DATA -
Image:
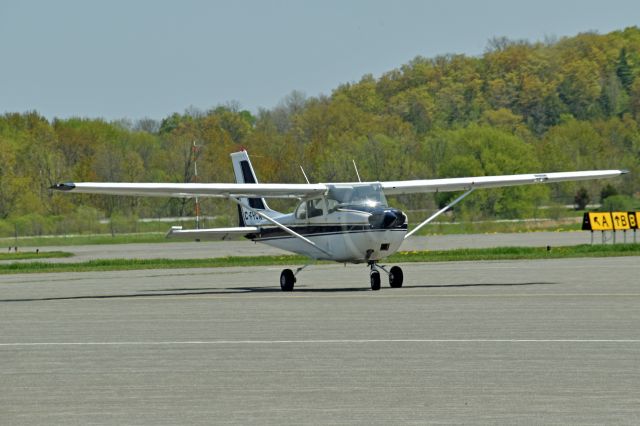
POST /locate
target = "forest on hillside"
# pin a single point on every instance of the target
(521, 107)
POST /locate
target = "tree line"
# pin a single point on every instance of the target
(568, 104)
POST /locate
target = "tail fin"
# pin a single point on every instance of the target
(244, 174)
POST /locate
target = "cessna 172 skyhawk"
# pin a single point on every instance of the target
(343, 222)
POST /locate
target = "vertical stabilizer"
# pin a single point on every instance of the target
(244, 174)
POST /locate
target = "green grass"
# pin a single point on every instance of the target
(500, 253)
(80, 240)
(22, 255)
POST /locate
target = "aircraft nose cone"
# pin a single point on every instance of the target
(386, 218)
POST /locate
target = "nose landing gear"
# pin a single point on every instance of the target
(395, 276)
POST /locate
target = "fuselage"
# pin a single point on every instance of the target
(349, 224)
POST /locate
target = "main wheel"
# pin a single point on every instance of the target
(395, 277)
(375, 280)
(287, 280)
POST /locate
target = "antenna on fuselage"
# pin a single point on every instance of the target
(305, 175)
(356, 167)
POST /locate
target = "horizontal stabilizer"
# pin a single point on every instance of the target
(209, 234)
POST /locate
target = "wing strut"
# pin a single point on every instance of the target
(439, 212)
(279, 225)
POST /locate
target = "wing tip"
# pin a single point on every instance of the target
(66, 186)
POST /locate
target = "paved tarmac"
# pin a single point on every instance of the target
(512, 342)
(194, 250)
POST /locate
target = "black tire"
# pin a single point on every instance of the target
(395, 277)
(375, 280)
(287, 280)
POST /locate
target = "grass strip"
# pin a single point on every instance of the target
(499, 253)
(33, 255)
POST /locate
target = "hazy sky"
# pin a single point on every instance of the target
(135, 59)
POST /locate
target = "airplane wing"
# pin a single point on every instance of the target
(189, 190)
(278, 190)
(466, 183)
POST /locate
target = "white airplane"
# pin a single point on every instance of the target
(343, 222)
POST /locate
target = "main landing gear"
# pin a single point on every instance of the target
(288, 277)
(395, 276)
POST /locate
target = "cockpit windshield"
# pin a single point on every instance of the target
(355, 196)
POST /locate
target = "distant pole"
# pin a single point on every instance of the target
(195, 150)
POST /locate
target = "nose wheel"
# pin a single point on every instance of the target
(287, 280)
(374, 277)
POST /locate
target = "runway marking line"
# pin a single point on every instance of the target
(247, 295)
(318, 341)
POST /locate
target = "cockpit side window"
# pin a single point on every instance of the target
(315, 207)
(301, 211)
(366, 195)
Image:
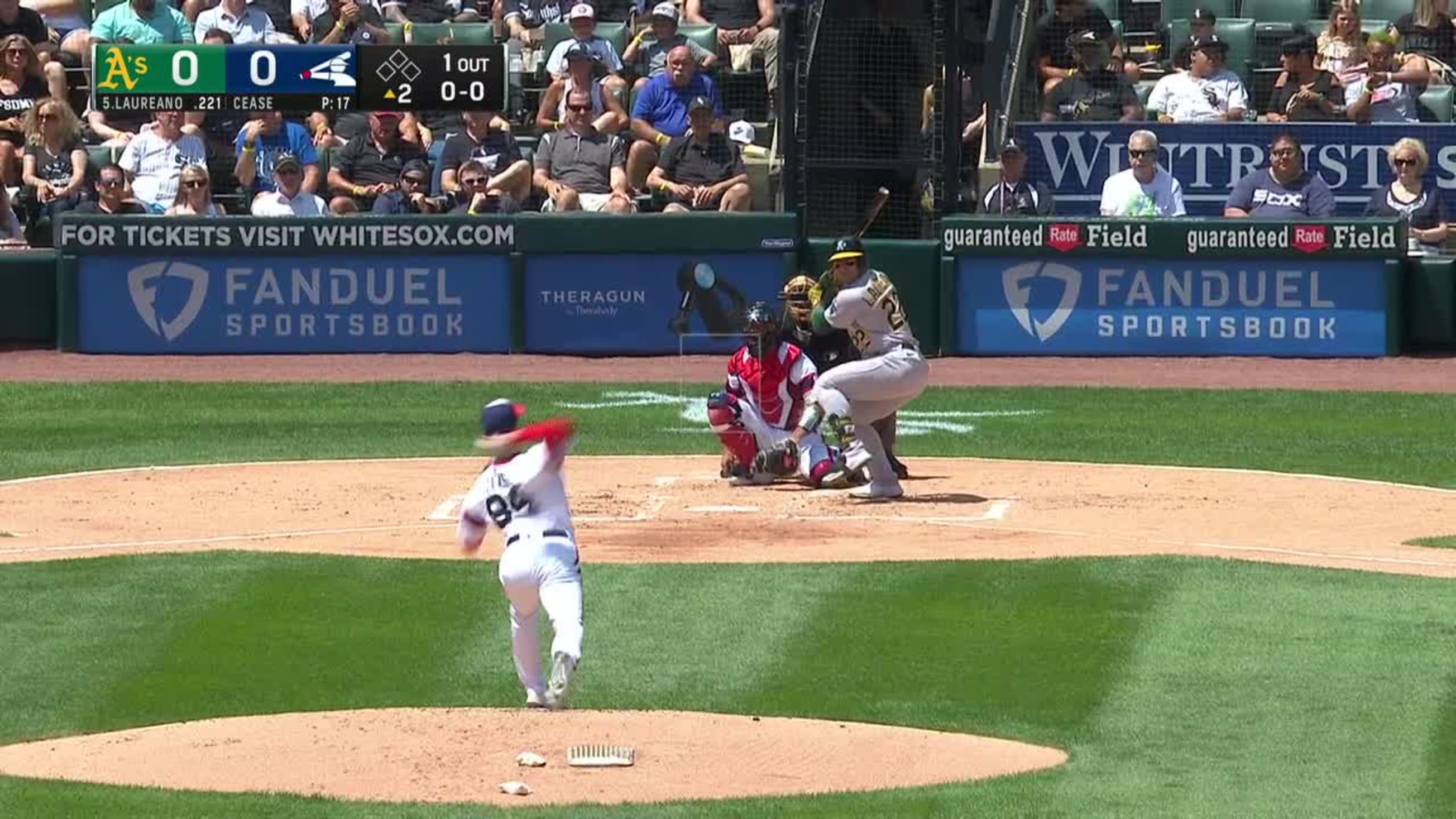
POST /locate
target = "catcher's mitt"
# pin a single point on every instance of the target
(782, 459)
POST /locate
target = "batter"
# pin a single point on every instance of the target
(523, 495)
(890, 371)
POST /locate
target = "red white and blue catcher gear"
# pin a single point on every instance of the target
(762, 403)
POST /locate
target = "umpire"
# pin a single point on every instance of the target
(829, 350)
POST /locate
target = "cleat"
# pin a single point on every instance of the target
(561, 669)
(877, 491)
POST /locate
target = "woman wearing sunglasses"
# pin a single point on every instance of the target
(194, 194)
(54, 168)
(1409, 197)
(22, 85)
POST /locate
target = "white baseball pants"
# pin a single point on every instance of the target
(542, 573)
(870, 390)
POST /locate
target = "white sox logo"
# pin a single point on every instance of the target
(1018, 296)
(143, 282)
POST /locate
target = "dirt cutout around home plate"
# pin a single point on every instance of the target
(465, 754)
(674, 509)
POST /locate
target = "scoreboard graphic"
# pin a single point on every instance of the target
(300, 78)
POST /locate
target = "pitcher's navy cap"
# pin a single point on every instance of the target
(500, 416)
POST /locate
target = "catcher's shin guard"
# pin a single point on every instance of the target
(722, 417)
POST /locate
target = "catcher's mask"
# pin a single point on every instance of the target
(760, 327)
(797, 302)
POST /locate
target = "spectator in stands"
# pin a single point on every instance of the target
(496, 151)
(347, 21)
(1200, 24)
(1014, 196)
(703, 168)
(16, 20)
(477, 197)
(72, 24)
(370, 164)
(1429, 31)
(143, 22)
(1283, 190)
(583, 20)
(1059, 43)
(1206, 92)
(1094, 92)
(54, 173)
(113, 194)
(648, 50)
(744, 28)
(156, 156)
(194, 194)
(12, 237)
(260, 145)
(1410, 199)
(526, 20)
(581, 168)
(607, 114)
(245, 24)
(288, 196)
(662, 111)
(413, 194)
(22, 85)
(1304, 94)
(1145, 189)
(1387, 92)
(1342, 46)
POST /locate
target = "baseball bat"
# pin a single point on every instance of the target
(875, 206)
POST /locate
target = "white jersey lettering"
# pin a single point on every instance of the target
(871, 311)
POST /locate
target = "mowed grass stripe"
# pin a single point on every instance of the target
(73, 630)
(58, 428)
(1439, 793)
(1275, 691)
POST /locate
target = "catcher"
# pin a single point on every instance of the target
(762, 401)
(827, 350)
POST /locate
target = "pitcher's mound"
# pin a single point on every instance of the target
(465, 754)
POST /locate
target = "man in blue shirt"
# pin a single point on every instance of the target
(662, 111)
(262, 140)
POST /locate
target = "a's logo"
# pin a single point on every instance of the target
(120, 72)
(143, 283)
(1065, 237)
(1017, 283)
(1311, 238)
(336, 69)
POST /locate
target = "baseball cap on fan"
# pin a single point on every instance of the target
(500, 417)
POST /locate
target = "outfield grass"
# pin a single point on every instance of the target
(58, 428)
(1181, 687)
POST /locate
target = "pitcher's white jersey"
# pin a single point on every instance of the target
(870, 309)
(525, 496)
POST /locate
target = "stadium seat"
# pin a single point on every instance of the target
(1238, 32)
(1387, 9)
(702, 35)
(557, 32)
(1438, 104)
(1279, 18)
(465, 34)
(1183, 9)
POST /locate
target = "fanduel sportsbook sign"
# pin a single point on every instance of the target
(1175, 238)
(1107, 306)
(1075, 158)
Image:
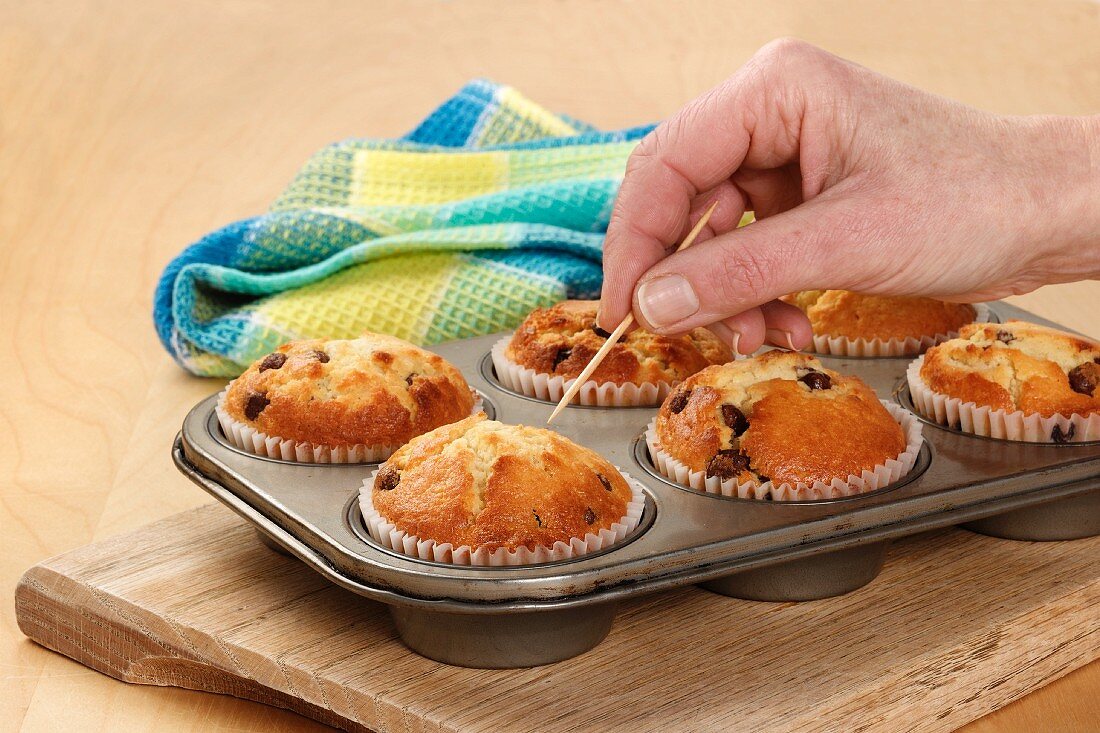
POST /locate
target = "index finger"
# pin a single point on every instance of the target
(690, 154)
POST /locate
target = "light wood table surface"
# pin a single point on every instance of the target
(129, 129)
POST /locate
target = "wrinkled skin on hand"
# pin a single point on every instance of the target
(858, 182)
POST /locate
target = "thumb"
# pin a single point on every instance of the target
(740, 270)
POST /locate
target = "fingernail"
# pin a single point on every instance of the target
(666, 301)
(781, 338)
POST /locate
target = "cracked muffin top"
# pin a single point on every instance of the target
(858, 316)
(1018, 365)
(780, 416)
(375, 390)
(486, 484)
(561, 340)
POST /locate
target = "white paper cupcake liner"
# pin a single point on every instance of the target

EXERCISE DETAILS - Collect every line from the records above that contains the word "pitcher".

RESULT OF THIS TASK -
target = "pitcher's navy cap"
target = "pitcher's mound"
target = "pitcher's white jersey"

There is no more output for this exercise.